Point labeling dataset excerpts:
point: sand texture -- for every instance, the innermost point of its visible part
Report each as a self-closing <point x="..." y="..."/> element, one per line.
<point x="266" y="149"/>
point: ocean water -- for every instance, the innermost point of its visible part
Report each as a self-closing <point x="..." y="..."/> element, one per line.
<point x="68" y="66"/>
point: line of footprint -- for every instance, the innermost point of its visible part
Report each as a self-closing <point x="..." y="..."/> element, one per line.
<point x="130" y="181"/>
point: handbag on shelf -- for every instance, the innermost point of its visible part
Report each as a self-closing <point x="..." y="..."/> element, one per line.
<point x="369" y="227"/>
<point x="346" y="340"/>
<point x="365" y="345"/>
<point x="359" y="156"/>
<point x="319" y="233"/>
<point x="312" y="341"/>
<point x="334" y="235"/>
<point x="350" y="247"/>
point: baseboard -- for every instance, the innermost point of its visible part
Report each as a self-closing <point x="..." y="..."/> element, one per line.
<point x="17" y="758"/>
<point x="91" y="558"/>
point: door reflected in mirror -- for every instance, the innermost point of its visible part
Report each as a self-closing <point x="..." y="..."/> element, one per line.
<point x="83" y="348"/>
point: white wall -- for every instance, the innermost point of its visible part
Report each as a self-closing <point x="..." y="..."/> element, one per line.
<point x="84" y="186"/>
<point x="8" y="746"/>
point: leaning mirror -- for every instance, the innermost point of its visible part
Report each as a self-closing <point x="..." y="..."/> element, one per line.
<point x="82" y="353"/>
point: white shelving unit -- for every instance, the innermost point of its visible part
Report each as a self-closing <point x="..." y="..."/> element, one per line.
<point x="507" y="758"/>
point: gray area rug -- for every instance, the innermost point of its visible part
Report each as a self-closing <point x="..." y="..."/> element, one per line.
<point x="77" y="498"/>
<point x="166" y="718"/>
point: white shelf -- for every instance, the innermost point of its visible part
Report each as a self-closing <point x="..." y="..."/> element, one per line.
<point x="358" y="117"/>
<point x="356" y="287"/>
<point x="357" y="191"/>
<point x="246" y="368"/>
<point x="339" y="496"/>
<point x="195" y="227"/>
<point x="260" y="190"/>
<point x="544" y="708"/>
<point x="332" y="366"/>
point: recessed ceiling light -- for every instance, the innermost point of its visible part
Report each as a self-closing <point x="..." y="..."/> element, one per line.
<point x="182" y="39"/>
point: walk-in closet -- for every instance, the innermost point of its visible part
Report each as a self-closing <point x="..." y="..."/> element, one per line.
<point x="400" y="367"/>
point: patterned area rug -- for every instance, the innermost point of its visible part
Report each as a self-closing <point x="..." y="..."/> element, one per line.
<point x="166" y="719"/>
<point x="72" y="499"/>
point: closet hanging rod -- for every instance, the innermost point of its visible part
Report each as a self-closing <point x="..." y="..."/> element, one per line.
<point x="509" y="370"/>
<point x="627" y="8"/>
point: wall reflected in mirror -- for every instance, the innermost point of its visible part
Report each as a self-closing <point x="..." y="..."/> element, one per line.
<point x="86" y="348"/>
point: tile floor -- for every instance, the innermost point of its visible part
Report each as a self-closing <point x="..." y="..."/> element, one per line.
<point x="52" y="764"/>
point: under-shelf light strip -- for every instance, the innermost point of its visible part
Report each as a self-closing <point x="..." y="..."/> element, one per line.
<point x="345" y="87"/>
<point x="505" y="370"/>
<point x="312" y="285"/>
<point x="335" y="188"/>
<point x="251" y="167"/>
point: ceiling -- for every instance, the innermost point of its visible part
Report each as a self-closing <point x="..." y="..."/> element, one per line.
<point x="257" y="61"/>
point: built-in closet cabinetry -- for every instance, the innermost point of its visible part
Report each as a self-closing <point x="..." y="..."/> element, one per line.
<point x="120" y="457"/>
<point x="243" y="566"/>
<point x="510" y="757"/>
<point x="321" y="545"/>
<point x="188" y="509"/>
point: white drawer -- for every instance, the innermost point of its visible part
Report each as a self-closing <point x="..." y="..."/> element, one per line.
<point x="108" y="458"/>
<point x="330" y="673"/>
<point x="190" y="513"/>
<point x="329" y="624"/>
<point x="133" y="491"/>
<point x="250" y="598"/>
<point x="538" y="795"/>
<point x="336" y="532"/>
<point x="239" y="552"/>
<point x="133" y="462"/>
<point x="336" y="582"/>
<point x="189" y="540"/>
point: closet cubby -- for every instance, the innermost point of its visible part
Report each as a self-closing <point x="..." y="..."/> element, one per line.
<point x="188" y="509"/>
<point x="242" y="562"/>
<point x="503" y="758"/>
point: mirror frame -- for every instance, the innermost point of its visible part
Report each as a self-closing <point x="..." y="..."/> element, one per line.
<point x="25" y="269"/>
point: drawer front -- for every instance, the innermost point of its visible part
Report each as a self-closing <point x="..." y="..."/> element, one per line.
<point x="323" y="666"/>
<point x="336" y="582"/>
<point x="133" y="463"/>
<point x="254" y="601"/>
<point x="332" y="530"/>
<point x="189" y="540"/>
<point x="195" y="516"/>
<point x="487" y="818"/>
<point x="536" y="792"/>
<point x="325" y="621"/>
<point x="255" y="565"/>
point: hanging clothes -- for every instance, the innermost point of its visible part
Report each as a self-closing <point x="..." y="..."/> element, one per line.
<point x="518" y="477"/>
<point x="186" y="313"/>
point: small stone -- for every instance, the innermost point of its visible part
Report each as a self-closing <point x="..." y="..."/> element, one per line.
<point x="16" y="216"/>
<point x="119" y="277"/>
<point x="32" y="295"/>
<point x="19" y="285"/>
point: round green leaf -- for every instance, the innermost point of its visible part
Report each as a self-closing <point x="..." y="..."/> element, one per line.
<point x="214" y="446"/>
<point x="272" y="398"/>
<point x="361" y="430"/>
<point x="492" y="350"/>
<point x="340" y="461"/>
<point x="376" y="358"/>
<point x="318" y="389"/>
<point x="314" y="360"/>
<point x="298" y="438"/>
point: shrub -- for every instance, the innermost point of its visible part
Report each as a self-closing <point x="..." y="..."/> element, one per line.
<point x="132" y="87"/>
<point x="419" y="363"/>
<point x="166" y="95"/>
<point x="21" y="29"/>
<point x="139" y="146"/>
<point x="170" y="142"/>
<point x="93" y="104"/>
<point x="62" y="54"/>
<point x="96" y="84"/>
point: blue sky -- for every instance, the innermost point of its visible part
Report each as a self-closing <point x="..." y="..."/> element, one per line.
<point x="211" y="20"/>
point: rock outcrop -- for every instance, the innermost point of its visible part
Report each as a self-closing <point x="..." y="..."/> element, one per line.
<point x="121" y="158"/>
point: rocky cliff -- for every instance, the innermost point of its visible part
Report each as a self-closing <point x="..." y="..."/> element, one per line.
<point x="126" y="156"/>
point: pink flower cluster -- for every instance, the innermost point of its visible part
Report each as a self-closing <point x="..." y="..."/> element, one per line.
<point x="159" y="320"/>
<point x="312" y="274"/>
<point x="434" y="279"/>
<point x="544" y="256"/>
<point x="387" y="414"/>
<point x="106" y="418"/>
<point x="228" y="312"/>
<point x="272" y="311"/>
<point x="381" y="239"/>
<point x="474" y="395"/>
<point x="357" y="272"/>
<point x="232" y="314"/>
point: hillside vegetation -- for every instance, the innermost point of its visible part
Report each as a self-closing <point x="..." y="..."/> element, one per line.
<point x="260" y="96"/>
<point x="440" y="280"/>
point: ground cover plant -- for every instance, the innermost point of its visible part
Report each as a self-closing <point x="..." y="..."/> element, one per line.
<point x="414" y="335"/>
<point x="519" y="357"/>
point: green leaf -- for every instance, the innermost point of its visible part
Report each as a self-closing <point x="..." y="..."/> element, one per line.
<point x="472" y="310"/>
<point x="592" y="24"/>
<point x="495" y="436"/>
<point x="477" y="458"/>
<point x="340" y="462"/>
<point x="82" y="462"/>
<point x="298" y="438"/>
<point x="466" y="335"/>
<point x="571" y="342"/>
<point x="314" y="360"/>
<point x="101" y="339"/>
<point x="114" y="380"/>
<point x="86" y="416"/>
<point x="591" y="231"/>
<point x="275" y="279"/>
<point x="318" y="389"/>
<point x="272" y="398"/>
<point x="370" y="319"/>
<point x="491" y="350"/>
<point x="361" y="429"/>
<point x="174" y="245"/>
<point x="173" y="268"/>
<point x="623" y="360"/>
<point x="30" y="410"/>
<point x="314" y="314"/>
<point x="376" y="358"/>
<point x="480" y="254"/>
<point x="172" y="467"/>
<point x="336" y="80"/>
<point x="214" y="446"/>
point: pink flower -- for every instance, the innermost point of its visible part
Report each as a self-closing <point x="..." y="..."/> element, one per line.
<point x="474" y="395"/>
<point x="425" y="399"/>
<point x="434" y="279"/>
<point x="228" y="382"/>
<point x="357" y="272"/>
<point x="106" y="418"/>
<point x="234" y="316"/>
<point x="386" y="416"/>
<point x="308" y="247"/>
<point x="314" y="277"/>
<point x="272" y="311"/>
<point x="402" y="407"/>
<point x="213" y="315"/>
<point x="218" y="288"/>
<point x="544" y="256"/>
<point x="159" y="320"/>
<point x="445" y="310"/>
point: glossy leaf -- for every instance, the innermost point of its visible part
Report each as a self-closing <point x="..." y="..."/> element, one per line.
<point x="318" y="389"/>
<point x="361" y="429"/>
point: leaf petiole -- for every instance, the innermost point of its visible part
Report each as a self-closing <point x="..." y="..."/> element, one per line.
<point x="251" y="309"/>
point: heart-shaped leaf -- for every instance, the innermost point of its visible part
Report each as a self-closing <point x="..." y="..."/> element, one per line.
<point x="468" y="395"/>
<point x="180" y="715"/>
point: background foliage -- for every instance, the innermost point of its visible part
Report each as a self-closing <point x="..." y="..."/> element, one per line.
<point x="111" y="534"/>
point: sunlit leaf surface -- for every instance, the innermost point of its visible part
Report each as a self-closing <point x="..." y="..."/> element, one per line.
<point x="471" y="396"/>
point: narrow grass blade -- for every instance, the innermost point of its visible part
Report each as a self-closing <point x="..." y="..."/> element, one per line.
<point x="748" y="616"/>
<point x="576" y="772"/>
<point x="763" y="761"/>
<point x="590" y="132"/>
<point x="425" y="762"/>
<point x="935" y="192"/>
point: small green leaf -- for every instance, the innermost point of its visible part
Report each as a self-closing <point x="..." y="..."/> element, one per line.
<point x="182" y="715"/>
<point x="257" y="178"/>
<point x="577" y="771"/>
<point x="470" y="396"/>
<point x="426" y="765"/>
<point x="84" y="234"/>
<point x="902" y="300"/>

## Written task
Restate word for word the lines from the one holding "point: sunlit leaf" to the end of the listing, both ends included, and nothing more.

## The completed task
point: sunlit leaf surface -- for every instance, the innermost point of its visible part
Report each as a self-closing <point x="..." y="..."/> element, one per line.
<point x="471" y="396"/>
point: narrow grass blade -- for every instance, the innermost point of its visible part
Report each as a self-closing <point x="..." y="..."/> element, one per line.
<point x="748" y="616"/>
<point x="576" y="772"/>
<point x="763" y="761"/>
<point x="590" y="132"/>
<point x="425" y="762"/>
<point x="935" y="192"/>
point: small green leaf -- for every instance, the innermost point of its visible part
Report each as a self-closing <point x="..." y="..."/> element, one per line.
<point x="182" y="715"/>
<point x="257" y="178"/>
<point x="577" y="771"/>
<point x="470" y="396"/>
<point x="426" y="765"/>
<point x="84" y="234"/>
<point x="902" y="300"/>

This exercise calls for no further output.